**SET EXERCISE 1**
In the passage on the Colombia-Ecuador border dispute, retype the part that begins at the words "Correa's populist definition" and stops after the words "in the region.".

**SELECTED EXTRACT**
Correa's populist definition of the national defense problem at the border can be gleaned from an interview with Bogotá's Semana magazine of April 20, 2008:
Colombia does not take care of its southern border, it's a deliberate strategy to involve us in Plan Colombia. A great part of the population, especially in the Amazon, supports the FARC because the Colombian and the Ecuadorean state is not there and those who provide work to the people (drugs, etc.) are the FARC. How do you stop it? Uribe thinks it's by bombing. Our strategy is human development in the region.
The statement once again misinterpreted Plan Colombia and overlooked the fact that the FARC forces peasants into the illegal drugs economy. Moreover, a realistic view would have seen that the Colombia-Ecuador distemper of March 2008 has been brewing for years, because Colombia's neighbors have not secured their borders, and because the FARC would seek refuge in Ecuador and Venezuela if pressure increased in Colombia, and that "human development" is impossible without security. The contrasting views on security underscore that the eloquent declarations of the triumph of peace and diplomacy at the OAS and at the Group of Rio Summit and the handshakes between Uribe, Correa, and Chávez are very much part of Latin American strategic culture, but they leave unfinished the tasks of border security and dealing with the insidious penetration of terrorism, drugs, dirty money, contraband, and international organized crime. The Latin American states need to find common ground between fundamentally different views on what constitutes terrorism versus legitimate political activity. As Uribe stated at the Group of Rio Summit:
It surprises me that they speak of the violation of the sovereign territory of Ecuador, but not of the violation of the sovereignty of the people of Colombia.To speak of territorial sovereignty you have to speak of the other sovereignty, which is more important than the territorial, which is the right of a people not to be attacked.

**PROVIDED INFORMATION**
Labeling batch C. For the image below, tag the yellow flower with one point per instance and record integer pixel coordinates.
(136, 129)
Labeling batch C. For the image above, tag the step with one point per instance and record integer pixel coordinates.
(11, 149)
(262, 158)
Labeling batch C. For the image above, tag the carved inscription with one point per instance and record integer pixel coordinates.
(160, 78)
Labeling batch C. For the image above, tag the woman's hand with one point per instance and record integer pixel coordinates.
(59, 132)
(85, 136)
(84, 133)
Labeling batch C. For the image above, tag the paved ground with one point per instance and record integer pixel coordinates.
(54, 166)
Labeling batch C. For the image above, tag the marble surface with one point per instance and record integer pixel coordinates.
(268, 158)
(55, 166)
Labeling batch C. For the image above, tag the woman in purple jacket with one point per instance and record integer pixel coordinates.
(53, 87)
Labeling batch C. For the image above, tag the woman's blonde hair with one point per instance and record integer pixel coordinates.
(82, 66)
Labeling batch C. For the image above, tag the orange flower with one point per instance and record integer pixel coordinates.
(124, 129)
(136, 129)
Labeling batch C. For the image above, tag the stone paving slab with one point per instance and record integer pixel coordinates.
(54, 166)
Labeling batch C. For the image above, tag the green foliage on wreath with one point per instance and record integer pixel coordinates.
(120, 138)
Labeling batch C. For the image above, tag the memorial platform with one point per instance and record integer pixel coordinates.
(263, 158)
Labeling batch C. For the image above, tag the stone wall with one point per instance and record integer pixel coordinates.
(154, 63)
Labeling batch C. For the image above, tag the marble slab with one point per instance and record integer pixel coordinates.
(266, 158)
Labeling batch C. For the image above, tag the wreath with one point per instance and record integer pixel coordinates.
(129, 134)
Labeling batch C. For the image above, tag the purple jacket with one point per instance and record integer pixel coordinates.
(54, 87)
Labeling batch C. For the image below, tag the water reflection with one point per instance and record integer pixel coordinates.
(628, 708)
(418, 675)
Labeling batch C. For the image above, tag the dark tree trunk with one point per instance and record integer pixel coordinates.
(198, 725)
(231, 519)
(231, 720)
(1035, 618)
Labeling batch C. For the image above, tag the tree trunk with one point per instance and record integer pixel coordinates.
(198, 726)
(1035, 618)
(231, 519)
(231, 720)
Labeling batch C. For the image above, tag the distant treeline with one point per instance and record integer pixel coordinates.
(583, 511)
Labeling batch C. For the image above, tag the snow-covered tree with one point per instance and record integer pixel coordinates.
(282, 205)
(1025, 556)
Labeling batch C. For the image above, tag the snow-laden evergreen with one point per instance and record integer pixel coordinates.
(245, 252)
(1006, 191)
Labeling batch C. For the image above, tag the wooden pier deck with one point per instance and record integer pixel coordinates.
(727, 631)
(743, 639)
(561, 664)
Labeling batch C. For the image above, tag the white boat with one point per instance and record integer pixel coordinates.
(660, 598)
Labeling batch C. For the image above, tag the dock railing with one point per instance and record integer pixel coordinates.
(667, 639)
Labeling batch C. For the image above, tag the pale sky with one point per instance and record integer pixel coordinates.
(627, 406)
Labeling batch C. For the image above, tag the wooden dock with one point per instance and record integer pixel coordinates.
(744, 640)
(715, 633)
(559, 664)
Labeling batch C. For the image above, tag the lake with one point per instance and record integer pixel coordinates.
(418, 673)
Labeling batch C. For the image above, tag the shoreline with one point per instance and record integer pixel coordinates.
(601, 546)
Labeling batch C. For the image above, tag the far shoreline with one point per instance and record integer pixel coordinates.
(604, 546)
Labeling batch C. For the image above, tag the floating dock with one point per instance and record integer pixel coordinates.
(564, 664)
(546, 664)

**SET EXERCISE 2**
Echo the rows word for word, starting at the line that contains "Labeling batch C. For the image above, tag the wooden pier" and ending with the last row, including both.

**CORRECT RESPONSE 1**
Correa's populist definition of the national defense problem at the border can be gleaned from an interview with Bogotá's Semana magazine of April 20, 2008:
Colombia does not take care of its southern border, it's a deliberate strategy to involve us in Plan Colombia. A great part of the population, especially in the Amazon, supports the FARC because the Colombian and the Ecuadorean state is not there and those who provide work to the people (drugs, etc.) are the FARC. How do you stop it? Uribe thinks it's by bombing. Our strategy is human development in the region.

**CORRECT RESPONSE 2**
Labeling batch C. For the image above, tag the wooden pier deck with one point per instance and record integer pixel coordinates.
(727, 631)
(743, 639)
(561, 664)
Labeling batch C. For the image above, tag the white boat with one point per instance and record integer pixel coordinates.
(660, 598)
Labeling batch C. For the image above, tag the dock railing with one point per instance and record integer pixel coordinates.
(667, 639)
Labeling batch C. For the image above, tag the pale sky with one point per instance and record integer pixel coordinates.
(627, 406)
Labeling batch C. For the image above, tag the wooden dock with one point per instance and record integer pixel coordinates.
(744, 640)
(715, 633)
(559, 664)
Labeling batch C. For the image above, tag the lake with one point per instance and record integer pixel coordinates.
(418, 673)
Labeling batch C. For the image above, tag the shoreline with one point per instance and record integer pixel coordinates.
(601, 546)
Labeling batch C. For the image above, tag the far shoreline with one point per instance and record integer pixel coordinates.
(604, 546)
Labeling batch C. For the image above, tag the floating dock with one point per instance and record integer pixel coordinates.
(564, 664)
(546, 664)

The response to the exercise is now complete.